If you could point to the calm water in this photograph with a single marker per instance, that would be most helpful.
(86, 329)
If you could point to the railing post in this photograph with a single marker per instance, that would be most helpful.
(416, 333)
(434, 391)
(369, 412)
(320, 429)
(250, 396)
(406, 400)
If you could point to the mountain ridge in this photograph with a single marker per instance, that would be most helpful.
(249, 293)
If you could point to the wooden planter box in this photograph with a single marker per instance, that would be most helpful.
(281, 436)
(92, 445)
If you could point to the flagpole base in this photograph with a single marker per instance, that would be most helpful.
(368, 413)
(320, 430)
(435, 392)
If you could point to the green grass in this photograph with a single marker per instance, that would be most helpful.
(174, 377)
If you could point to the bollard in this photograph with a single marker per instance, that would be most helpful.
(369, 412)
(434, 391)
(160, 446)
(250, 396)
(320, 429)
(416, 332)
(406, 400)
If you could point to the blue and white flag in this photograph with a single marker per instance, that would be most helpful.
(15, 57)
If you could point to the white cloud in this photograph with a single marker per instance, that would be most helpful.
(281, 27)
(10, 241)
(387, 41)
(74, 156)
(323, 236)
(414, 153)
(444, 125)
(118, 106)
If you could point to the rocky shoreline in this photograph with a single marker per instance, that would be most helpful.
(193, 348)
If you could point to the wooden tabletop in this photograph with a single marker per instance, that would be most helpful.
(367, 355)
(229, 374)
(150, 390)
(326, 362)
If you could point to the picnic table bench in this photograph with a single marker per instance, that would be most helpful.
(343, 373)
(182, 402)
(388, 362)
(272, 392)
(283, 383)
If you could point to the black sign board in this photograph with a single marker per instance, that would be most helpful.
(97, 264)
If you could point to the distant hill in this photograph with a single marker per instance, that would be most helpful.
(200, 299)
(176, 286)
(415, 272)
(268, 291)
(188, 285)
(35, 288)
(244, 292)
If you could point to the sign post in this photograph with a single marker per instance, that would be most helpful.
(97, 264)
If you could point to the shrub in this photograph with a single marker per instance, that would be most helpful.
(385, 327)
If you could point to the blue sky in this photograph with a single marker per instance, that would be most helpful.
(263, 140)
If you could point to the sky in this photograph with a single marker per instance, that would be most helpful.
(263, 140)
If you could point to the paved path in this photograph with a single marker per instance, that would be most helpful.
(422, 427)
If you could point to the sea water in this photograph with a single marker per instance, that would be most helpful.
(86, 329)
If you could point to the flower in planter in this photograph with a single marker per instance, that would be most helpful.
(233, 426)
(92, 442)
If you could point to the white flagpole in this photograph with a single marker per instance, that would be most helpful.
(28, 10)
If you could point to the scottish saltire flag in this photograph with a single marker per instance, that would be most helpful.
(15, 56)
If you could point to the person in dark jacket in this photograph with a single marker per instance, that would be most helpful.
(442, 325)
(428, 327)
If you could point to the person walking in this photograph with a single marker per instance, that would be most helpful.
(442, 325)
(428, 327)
_ _ _ _ _
**Goal of the exercise**
Would you repeat each of the lines above exactly?

**Solution**
If you could point to the calm water in this photograph with a single marker per instance, that would be most helpful.
(86, 329)
If you could point to the railing post in this photograph with a single marker per instance, that would be most helpful.
(416, 333)
(434, 391)
(369, 412)
(320, 429)
(250, 396)
(406, 400)
If you could point to the mountain ridge in this photograph with a single marker per instance, that would be most helpful.
(249, 293)
If you could point to the wooden planter box in this photograph with a single marker per instance, that would be most helpful.
(281, 436)
(92, 445)
If you could point to the flagpole base in this photograph with a single marker per instance, that would be most helpful.
(368, 413)
(320, 430)
(435, 392)
If you could point to the green grass in this photograph with a single marker per instance, that would be most helpful.
(174, 377)
If you could point to the bollard in this photograph with a single marker per instance, that would be most helpful.
(369, 412)
(434, 391)
(160, 446)
(250, 396)
(320, 429)
(416, 332)
(406, 400)
If you could point to the blue and white flag in this photograph with a single marker per instance, that would be most helpful.
(15, 57)
If you could point to the white cloud in this photograph with a single marker per instance, that would be most helpful.
(281, 27)
(10, 241)
(387, 41)
(74, 156)
(323, 236)
(414, 153)
(444, 125)
(118, 106)
If you could point to the rocky shoreline in this photograph with a single marker per instance, that would be most helpful.
(193, 348)
If you could point to the wooden tabletop in this photograph with a single marker per instance, that would be most helpful.
(367, 355)
(229, 374)
(150, 390)
(326, 362)
If you could point to the picnic table bench in this photograph with a single marker per instance, that would be most helpful.
(343, 373)
(182, 402)
(388, 362)
(272, 392)
(283, 383)
If you could point to the black sign board in this photograph with a single marker per instance, that would be most helpful.
(97, 264)
If you could point to the distant hill in this photograph with a single marker per instance, that would be most helpful.
(200, 299)
(176, 286)
(415, 272)
(268, 291)
(188, 285)
(35, 288)
(244, 292)
If you could point to the sign post in this photograph with a single marker per instance, that would be most helpful.
(97, 264)
If you could point to the shrub in this photograph with a single marker per instance, that would be most helpful.
(385, 327)
If you could point to the blue sky in this photograph with a single marker per instance, that would be most helpful.
(263, 140)
If you could point to the sky in this photograph with a single marker per instance, that would be most helpful.
(263, 140)
If you could point to the paved path in this photograph with a single marker per instance, that would be most helpful.
(422, 427)
If you could point to the sea water in this photograph with a single marker per instance, that would be most helpful.
(86, 329)
If you could point to the flower in planter in this photograph with a single marker per instance, that would be most helpful.
(233, 426)
(92, 442)
If you could point to the white flagpole in this photograph with a single marker per instance, that would be most helpful.
(28, 10)
If you could point to the scottish saltire flag in this photograph with a single marker per instance, that would be most helpful.
(15, 56)
If you could point to the person in dark jacket in this photograph with a single marker per instance, that would be most helpful.
(442, 325)
(428, 327)
If you could point to the person walking in this photograph with a single marker per instance, that would be most helpful.
(442, 325)
(428, 327)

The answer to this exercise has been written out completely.